Excerpted records:
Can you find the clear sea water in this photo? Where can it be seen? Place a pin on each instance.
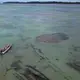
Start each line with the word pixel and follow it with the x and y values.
pixel 20 24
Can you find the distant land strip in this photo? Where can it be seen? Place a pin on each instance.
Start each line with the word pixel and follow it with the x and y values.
pixel 39 2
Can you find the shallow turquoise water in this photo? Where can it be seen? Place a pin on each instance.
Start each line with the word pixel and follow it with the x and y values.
pixel 20 24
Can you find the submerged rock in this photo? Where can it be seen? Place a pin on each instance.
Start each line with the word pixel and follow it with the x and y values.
pixel 52 38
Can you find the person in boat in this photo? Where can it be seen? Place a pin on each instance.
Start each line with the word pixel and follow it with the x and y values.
pixel 5 49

Required work: Copy each line of the material above exactly, but not the images.

Task answer:
Can you find the clear sea water in this photo? Where can it be seen? Place a pin on each instance.
Start each line with the word pixel and follow it with the x and y values.
pixel 20 24
Can you find the distant land strip in this photo? Where can it be seen? Place a pin on each instance.
Start each line with the word pixel and follow it with the x and y values.
pixel 39 2
Can you find the shallow turquoise water in this photo? Where can it be seen? Place a pin on each instance.
Start each line with the word pixel and follow it with the x and y values.
pixel 20 24
Can you find the submerged rock in this photo? Where can it be seen? Place a pin on each instance.
Start each line with the word pixel and follow it with the x and y values.
pixel 52 38
Can you find the person in boat in this photo? Where can it be seen? Place a pin on each instance.
Start each line with the word pixel and follow it with the x and y values.
pixel 5 49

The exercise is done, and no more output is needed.